## Problem to solve
Present the data once more in exactly its original form.

## Entries provided
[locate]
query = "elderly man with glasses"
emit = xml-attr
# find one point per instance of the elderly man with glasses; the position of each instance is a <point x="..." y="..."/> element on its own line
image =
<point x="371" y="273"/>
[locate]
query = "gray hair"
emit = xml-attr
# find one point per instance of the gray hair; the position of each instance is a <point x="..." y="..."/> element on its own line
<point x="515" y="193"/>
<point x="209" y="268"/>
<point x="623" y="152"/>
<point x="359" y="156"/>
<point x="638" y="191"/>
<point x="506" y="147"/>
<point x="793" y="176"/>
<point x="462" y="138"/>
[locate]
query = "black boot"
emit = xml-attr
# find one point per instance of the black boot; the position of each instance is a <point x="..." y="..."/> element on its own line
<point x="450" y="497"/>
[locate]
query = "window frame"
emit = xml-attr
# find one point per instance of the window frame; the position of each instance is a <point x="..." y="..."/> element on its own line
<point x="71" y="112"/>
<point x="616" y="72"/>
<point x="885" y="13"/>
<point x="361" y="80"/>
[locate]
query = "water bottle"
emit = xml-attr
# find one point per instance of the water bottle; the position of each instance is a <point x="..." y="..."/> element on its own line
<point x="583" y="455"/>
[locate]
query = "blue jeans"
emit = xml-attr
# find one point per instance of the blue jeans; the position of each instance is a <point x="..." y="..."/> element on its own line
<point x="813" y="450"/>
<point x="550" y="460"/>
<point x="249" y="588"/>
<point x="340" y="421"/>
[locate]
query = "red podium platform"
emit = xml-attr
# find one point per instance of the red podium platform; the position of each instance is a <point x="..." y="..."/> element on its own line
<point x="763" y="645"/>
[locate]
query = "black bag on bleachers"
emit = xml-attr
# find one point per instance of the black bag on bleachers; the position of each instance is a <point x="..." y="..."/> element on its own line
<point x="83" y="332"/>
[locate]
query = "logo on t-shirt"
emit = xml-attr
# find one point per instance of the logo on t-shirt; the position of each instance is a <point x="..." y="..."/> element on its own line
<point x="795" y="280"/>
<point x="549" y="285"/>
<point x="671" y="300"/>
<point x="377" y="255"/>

## Task answer
[locate]
query = "elderly man with glasses"
emit = xml-attr
# find one point per instance of the elderly man with glasses; the position of each instance is a <point x="..." y="..."/> element on its own line
image =
<point x="371" y="273"/>
[locate]
query = "gray hair"
emit = xml-attr
# find one point per instance of the gray hair; the position of each instance is a <point x="..." y="..."/> element on its own line
<point x="515" y="193"/>
<point x="209" y="268"/>
<point x="623" y="152"/>
<point x="359" y="156"/>
<point x="638" y="191"/>
<point x="506" y="147"/>
<point x="793" y="176"/>
<point x="462" y="138"/>
[locate]
query = "black boot"
emit = xml-attr
# find one point per instance of the black boot; the position of each instance is a <point x="..." y="..."/> element on its own line
<point x="450" y="497"/>
[locate]
query = "window frame"
emit = xml-attr
# find one point per instance of the window frame; the position of each instance is a <point x="..." y="..."/> element on its own line
<point x="71" y="112"/>
<point x="616" y="72"/>
<point x="885" y="13"/>
<point x="361" y="80"/>
[locate]
query = "water bottle"
emit = xml-attr
# find one point per instance of the water bottle; the position of each instance is a <point x="..." y="..."/> element on its own line
<point x="583" y="455"/>
[locate]
query = "blue jeans"
emit = xml-attr
# find one point per instance of the blue jeans; the position of each instance is a <point x="..." y="..."/> element on its own line
<point x="813" y="450"/>
<point x="550" y="460"/>
<point x="249" y="588"/>
<point x="340" y="421"/>
[locate]
query = "red podium platform"
emit = xml-attr
# find one point per instance of the red podium platform; the position of each instance is a <point x="..." y="..."/> element on its own line
<point x="763" y="645"/>
[locate]
query = "black bag on bleachers"
emit = xml-attr
# find one point per instance of the black bag on bleachers; the position of each instance is a <point x="..." y="..."/> element on its own line
<point x="83" y="332"/>
[locate]
query = "logo on t-shirt"
emit = xml-attr
# find one point per instance of the logo on t-shirt; the position of each instance is a <point x="..." y="..."/> element on its own line
<point x="795" y="280"/>
<point x="549" y="285"/>
<point x="671" y="300"/>
<point x="377" y="255"/>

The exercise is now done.